## WHAT NEEDS TO BE DONE
Return the records that follow unaltered. Omit every picture.

## RAW DATA
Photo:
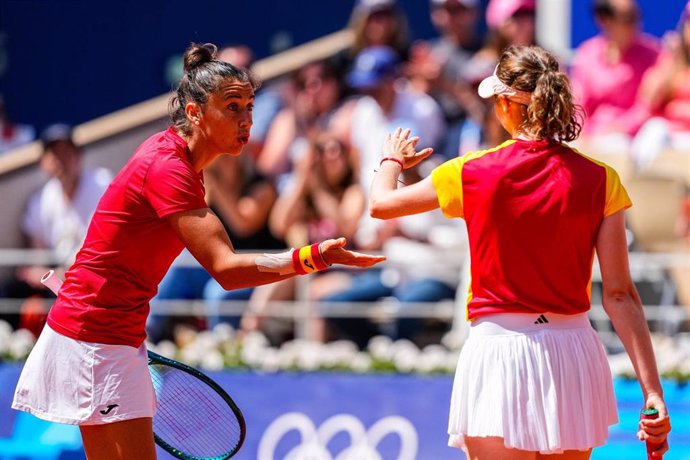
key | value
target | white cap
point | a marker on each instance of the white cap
(493, 86)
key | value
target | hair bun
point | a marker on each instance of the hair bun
(197, 55)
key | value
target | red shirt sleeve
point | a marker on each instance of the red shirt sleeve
(173, 186)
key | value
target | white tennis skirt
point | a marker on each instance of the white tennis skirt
(84, 383)
(540, 382)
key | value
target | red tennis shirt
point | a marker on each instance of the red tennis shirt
(129, 245)
(533, 210)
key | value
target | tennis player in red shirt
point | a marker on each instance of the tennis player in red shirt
(89, 366)
(533, 380)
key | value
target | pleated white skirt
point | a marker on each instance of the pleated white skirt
(540, 384)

## EXERCISE RESULT
Photo:
key | value
target | white cap
point | a marker on each instance of the white cap
(493, 86)
key | value
target | hair bun
point | a marker on each instance of the hair bun
(197, 55)
key | value
target | red shirt sleeve
point | a marker on each instance of the red shirt sleeve
(173, 186)
key | value
target | white tennis skirt
point | a marker on each instance of the white tennis skirt
(84, 383)
(540, 382)
key | value
target | red tennis shirt
point | a marker on each instance of the red tennis shirt
(129, 245)
(533, 210)
key | value
target | tennis player in red shirt
point | a marker on each instance of the tennis player in red shirt
(89, 366)
(533, 380)
key | value
target | pleated white skirt
point | a marker on each instance of the pleated white skirt
(540, 384)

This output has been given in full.